» Page extract:

#####

As any hunter will tell you wild turkeys are delicious. Unfortunately for game managers, we’re not the only species that believes that, though. At some stage of their lives wild turkeys are on the menu of a wide range of predators, from newly-hatched chicks that are eaten by ants and crows to adult birds that are targeted by bears and mountain lions. But which predatory species are responsible for the most losses.
That’s a tricky question simply because the answer likely varies by region, but research is shedding some new light on turkey predation. Mary Jo Casalena, wild turkey biologist for the Pennsylvania Game Commission, recently shared the findings of her five-and-a-half year telemetry study on wild turkey hens. Over that period of time 41 hens were killed by predators, and while many may assume that coyotes were responsible for most hen deaths bobcats actually killed more hen turkeys than coyotes. Over the course of Casalena’s research project bobcats killed seven hens, earning them the title of the most prolific turkey predator in the region. Foxes, owls and hawks all accounted for three hen deaths, although three hens were killed by “unknown avian predators” which leads one to believe that hawks and owls are actually among the chief predators of turkeys, a fact which might surprise some people. Coyotes were responsible for two hen deaths, and a black bear killed one nesting hen during the study.

#####

» Work request 1: Reproduce the portion of the turkey predation passage starting with "As any hunter" and going on through "the most losses.".
» Work request 2: In the turkey predation passage, how many hens were killed by bobcats during Casalena's study?
» Work request 3: List every predator the first paragraph of the turkey predation passage names as eating wild turkeys.
You will not need the lines that come after this text.

#####

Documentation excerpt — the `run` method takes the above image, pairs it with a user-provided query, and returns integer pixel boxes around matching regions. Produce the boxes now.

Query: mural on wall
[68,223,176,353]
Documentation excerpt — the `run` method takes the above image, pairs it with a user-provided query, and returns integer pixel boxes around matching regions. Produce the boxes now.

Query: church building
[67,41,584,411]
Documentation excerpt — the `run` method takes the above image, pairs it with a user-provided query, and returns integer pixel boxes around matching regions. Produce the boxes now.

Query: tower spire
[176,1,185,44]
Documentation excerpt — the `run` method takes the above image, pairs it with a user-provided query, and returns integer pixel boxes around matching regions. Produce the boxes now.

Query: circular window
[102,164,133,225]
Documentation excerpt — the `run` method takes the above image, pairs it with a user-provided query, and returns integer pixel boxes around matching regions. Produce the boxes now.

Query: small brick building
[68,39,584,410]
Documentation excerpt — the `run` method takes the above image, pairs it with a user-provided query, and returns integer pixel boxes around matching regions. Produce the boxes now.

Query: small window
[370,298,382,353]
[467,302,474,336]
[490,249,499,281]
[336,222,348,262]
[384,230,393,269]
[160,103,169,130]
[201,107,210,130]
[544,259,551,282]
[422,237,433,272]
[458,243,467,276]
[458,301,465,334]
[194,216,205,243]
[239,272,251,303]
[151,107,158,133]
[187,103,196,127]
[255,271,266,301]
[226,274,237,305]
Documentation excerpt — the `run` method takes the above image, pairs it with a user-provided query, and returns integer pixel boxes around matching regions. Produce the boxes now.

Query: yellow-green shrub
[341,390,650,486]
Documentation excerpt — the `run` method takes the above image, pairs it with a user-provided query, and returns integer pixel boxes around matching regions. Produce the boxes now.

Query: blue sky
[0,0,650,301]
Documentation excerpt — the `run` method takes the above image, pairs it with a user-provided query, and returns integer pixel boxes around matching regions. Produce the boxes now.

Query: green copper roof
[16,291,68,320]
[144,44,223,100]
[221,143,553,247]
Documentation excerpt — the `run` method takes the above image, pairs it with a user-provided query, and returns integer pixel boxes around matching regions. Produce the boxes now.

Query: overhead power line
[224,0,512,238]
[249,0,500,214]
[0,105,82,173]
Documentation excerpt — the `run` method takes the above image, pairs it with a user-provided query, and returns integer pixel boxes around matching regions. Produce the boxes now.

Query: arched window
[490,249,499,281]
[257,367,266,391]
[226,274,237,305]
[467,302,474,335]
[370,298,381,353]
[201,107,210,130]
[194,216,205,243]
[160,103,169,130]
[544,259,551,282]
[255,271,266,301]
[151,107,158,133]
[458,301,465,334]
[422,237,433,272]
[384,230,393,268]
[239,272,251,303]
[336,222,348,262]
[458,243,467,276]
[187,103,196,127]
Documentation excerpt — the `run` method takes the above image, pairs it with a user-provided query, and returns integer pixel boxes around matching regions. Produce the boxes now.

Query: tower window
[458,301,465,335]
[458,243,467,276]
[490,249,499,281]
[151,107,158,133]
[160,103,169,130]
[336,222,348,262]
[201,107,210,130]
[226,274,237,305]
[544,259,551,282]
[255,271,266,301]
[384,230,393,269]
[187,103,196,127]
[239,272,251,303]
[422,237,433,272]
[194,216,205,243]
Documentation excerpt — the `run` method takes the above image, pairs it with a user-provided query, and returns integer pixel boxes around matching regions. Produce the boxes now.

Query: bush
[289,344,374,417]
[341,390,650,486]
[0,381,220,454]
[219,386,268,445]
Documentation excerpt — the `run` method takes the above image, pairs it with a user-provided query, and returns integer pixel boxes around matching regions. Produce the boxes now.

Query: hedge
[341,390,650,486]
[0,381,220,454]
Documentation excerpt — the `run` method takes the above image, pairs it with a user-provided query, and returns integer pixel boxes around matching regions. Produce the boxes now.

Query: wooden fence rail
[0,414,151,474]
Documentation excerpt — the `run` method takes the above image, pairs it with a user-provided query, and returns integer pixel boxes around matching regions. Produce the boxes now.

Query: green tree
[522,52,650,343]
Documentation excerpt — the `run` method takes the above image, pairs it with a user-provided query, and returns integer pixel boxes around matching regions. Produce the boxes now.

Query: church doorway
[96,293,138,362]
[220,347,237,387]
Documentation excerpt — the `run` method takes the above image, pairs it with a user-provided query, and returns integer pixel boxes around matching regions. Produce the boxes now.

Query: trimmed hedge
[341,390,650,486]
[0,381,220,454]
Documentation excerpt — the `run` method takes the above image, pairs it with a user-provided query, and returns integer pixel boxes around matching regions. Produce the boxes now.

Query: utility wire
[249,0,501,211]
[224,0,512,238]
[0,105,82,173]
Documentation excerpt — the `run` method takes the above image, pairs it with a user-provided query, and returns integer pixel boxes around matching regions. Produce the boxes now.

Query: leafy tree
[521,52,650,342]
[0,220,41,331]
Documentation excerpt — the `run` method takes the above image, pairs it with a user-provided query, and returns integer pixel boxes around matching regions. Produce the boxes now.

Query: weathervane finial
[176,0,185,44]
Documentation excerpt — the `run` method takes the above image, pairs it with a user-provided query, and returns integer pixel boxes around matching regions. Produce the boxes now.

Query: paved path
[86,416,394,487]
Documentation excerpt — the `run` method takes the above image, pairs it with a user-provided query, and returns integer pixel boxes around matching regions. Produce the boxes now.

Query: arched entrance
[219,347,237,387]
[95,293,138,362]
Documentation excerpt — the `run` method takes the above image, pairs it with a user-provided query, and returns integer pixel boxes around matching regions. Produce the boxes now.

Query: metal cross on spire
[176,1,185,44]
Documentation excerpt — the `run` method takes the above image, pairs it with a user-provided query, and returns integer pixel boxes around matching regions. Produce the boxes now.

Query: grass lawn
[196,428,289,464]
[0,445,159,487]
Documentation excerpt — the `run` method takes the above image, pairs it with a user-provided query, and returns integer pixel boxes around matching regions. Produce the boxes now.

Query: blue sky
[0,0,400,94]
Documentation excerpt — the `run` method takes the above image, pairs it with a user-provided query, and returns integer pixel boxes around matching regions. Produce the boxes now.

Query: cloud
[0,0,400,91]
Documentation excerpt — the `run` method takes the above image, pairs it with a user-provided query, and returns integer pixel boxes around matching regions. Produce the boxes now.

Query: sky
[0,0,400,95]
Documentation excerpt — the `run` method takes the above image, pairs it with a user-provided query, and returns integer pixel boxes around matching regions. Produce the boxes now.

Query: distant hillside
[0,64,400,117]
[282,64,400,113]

#####

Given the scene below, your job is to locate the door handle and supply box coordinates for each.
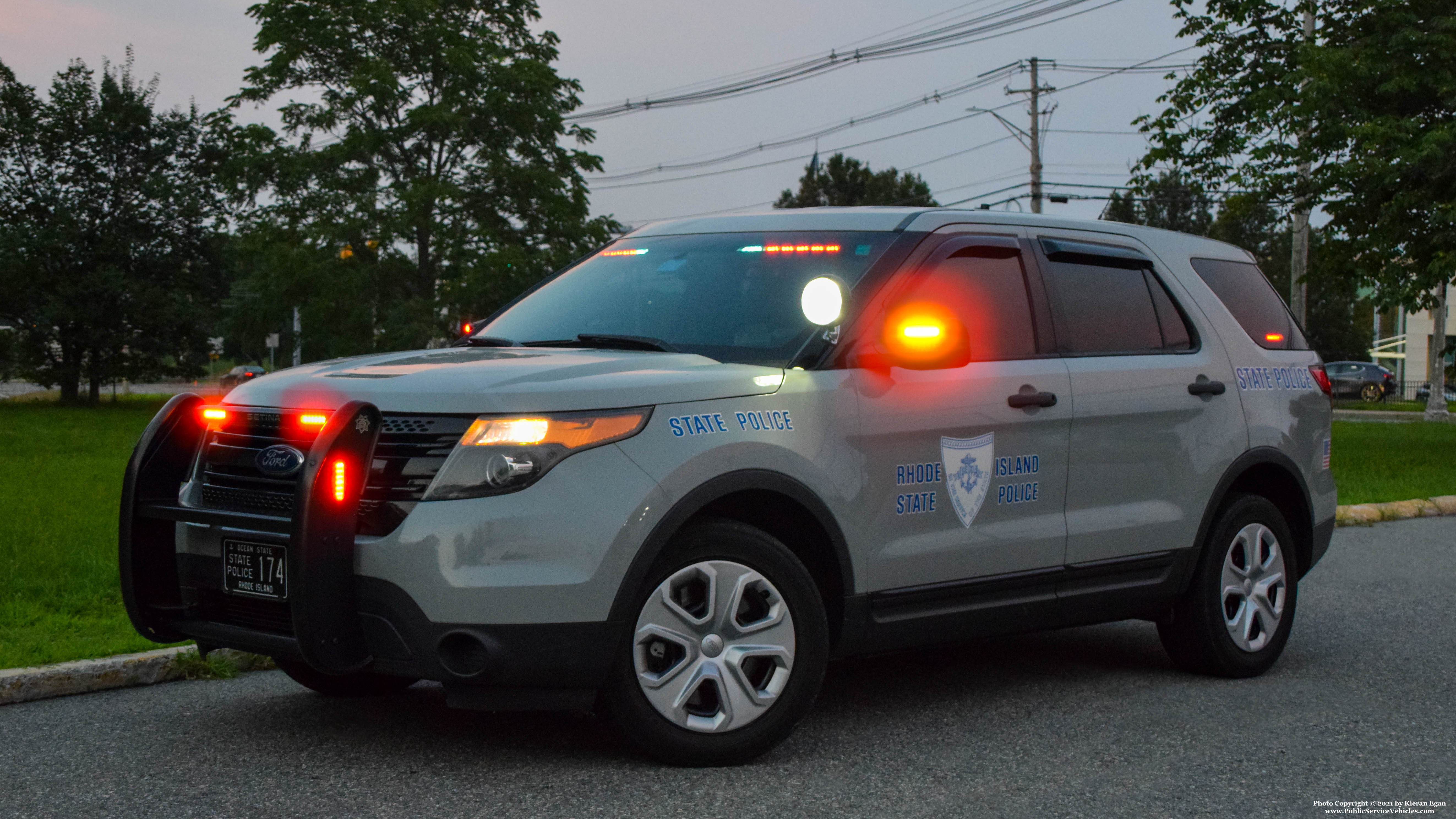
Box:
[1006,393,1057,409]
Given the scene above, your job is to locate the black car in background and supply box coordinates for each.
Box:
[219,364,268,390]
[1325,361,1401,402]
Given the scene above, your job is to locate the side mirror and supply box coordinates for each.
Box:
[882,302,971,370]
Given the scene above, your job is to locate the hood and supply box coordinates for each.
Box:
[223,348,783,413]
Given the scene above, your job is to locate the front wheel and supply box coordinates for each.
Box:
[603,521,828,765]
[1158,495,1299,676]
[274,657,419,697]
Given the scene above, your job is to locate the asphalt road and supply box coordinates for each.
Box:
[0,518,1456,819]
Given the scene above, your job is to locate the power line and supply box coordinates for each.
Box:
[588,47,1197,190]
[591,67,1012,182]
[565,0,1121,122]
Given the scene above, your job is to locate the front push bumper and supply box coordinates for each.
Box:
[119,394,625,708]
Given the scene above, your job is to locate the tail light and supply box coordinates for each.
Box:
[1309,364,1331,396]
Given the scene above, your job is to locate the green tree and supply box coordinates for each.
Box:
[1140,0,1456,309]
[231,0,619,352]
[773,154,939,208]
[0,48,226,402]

#####

» Exercise response 1:
As any hunter will tell you wild turkeys are delicious. Unfortunately for game managers, we’re not the only species that believes that, though. At some stage of their lives wild turkeys are on the menu of a wide range of predators, from newly-hatched chicks that are eaten by ants and crows to adult birds that are targeted by bears and mountain lions. But which predatory species are responsible for the most losses.

» Exercise response 2: Seven

» Exercise response 3: Ants, crows, bears, mountain lions